### Written instruction 1
Can you write out the rows below again with every "draw the outline" changed to "trace the outline" and nothing else altered? Leave the pictures out.

### Given passage
■ ■ ■ ■ ■

Finally, it should be noted that the language used in the specification has been principally selected for readability and instructional purposes and may not have been selected to delineate or circumscribe the inventive subject matter. Accordingly, the disclosure of the embodiments is intended to be illustrative, but not limiting.

Claims

1. A computer-implemented method, the method comprising:

accessing a graph comprising a plurality of nodes and a plurality of edges linking the plurality of nodes, the plurality of nodes comprising a first type of nodes representing a first type of entities and a second type of nodes representing a second type of entities;

extracting a set of node features for each of the plurality of nodes;

extracting a set of edge features for each of the plurality of edges;

for an edge that connects a first node of the first type and a second node of the second type, generating (1) a first set of node embeddings for the first node and (2) a second set of node embeddings for the second node based in part on the set of node features and the set of edge features; generating a set of edge embeddings for the edge based in part on the first set of node embeddings, the second set of node embeddings, and the set of edge features; and computing a score based in part on the set of edge embeddings, the score indicating a likelihood of an occurrence of a transaction between the first node and the second node.

2. The computer-implemented method of claim 1, wherein the method further comprises:

responsive to determining that the score is greater than a threshold, determining that the transaction between the first node and the second node is likely to occur; and generating and sending a notification to an entity associated with the first node or the second node.

3. The computer-implemented method of claim 1, wherein the method further comprises:

traversing at least a subset of edges of the graph to compute a score for each edge in the subset; and

visualizing at least a portion of the graph containing the subset of edges based in part on the computed scores.

4. The computer-implemented method of claim 3, wherein the method further comprises:

identifying a subset of nodes that is within a neighborhood of a target node; and

identifying the subset of edges that link the subset of nodes within the neighborhood.

5. The computer-implemented method of claim 4, wherein the first type of nodes represents salespersons, the second type of nodes represents leads, and the transaction between the first node and the second node is a conversion of a lead into a customer.

6. The computer-implemented method of claim 4, wherein the subset of edges is within a neighborhood of the first node corresponding to a particular salesperson, and the subset of edges are visualized and presented to client device of the particular salesperson.

7. The computer-implemented method of claim 4, wherein the first type of nodes represents merchants, the second type of nodes represents customers, and the transaction between the first node and the second node is a purchase transaction that a customer corresponding to the second node purchases a good or service from a merchant corresponding to the first node.

8. The computer-implemented method of claim 4, wherein the subset of edges is within a neighborhood of the first node corresponding to a particular merchant, and the subset of edges are visualized and presented to client device of the particular merchant.

■ ■ ■ ■ ■

### Records
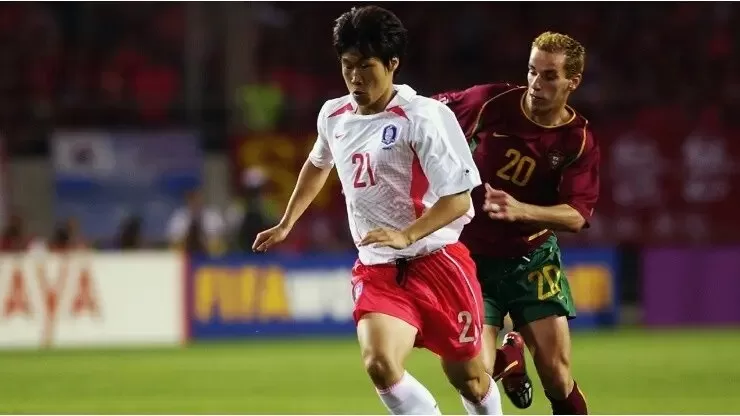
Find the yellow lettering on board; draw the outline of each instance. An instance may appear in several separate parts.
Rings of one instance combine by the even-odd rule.
[[[251,266],[239,270],[241,318],[249,319],[257,312],[257,269]]]
[[[215,290],[214,270],[209,267],[201,267],[195,272],[193,295],[195,319],[207,322],[211,319],[213,307],[218,302]]]
[[[612,276],[599,265],[575,266],[568,269],[576,310],[596,312],[611,306]]]
[[[260,317],[290,317],[288,298],[285,293],[285,276],[278,267],[270,267],[262,272],[262,292],[260,294]]]

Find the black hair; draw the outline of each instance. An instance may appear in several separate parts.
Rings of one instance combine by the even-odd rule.
[[[363,57],[378,58],[389,67],[393,58],[402,61],[407,44],[408,34],[401,20],[382,7],[353,7],[339,16],[334,25],[334,49],[338,56],[356,48]]]

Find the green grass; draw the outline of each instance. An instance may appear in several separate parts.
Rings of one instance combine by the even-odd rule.
[[[578,333],[573,366],[592,413],[740,413],[739,355],[739,330]],[[408,368],[463,413],[434,356],[417,350]],[[505,413],[549,413],[532,376],[532,407],[504,398]],[[343,339],[0,352],[0,413],[386,412]]]

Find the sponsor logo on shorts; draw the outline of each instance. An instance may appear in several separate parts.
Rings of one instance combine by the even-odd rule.
[[[357,303],[357,299],[360,298],[361,294],[362,294],[362,282],[357,282],[355,286],[352,288],[352,300],[354,300],[354,302]]]

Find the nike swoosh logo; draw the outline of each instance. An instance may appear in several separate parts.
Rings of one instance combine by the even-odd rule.
[[[493,377],[493,381],[501,380],[502,378],[508,375],[509,371],[511,371],[514,367],[518,365],[519,365],[519,360],[512,361],[511,364],[507,365],[503,371],[501,371],[500,373],[498,373],[497,375]]]

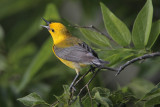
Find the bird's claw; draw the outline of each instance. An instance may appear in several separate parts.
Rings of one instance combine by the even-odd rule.
[[[69,90],[70,90],[70,92],[76,91],[76,88],[72,85],[72,86],[69,87]]]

■ ■ ■ ■ ■

### Written instruction 2
What does the patent text above say between "identifying the subset" and "the particular salesperson.", inclusive? Copy it verbatim.

### Expected output 1
Find the yellow lettering on board; trace the outline of each instance. An instance may appear in several separate parts.
Rings of one instance combine by the even-odd rule.
[[[251,266],[239,270],[241,318],[249,319],[257,312],[257,269]]]
[[[215,290],[214,270],[209,267],[201,267],[195,272],[193,295],[195,319],[207,322],[211,319],[213,307],[218,302]]]
[[[612,276],[599,265],[575,266],[568,269],[576,310],[596,312],[611,306]]]
[[[260,317],[290,317],[288,298],[285,293],[285,276],[278,267],[270,267],[262,272],[262,292],[260,294]]]

Find the black hair; trace the outline of each instance. An instance may appear in several separate parts.
Rings of one instance combine by the even-odd rule.
[[[363,57],[378,58],[389,67],[393,58],[402,61],[407,44],[408,34],[401,20],[382,7],[353,7],[339,16],[334,25],[334,49],[338,56],[356,48]]]

Find the green grass; trace the outline of each instance. An instance may appear in several separate parts.
Rings of one instance combine by the even-odd rule.
[[[578,333],[573,366],[592,413],[740,413],[739,355],[739,330]],[[408,368],[463,413],[434,356],[417,350]],[[505,413],[549,413],[532,376],[532,407],[504,398]],[[343,339],[0,352],[0,413],[386,412]]]

Find the sponsor logo on shorts; trace the outline of each instance. An instance may appear in several separate parts.
Rings of one instance combine by the even-odd rule.
[[[357,303],[357,299],[360,298],[361,294],[362,294],[362,282],[357,282],[355,286],[352,288],[352,300],[354,300],[354,302]]]

Find the nike swoosh logo; trace the outline of each instance. An instance may appear in several separate parts.
Rings of one instance combine by the even-odd rule.
[[[493,377],[493,381],[501,380],[502,378],[508,375],[509,371],[511,371],[514,367],[518,365],[519,365],[519,360],[512,361],[511,364],[507,365],[503,371],[501,371],[500,373],[498,373],[497,375]]]

Find the bird's claw; trace the outline of each instance. An instance may appear in several separate parts.
Rings of one instance combine by the even-odd rule.
[[[69,90],[70,90],[70,92],[76,91],[76,88],[72,85],[72,86],[69,87]]]

### Expected output 2
identifying the subset of edges that link the subset of nodes within the neighborhood.

5. The computer-implemented method of claim 4, wherein the first type of nodes represents salespersons, the second type of nodes represents leads, and the transaction between the first node and the second node is a conversion of a lead into a customer.

6. The computer-implemented method of claim 4, wherein the subset of edges is within a neighborhood of the first node corresponding to a particular salesperson, and the subset of edges are visualized and presented to client device of the particular salesperson.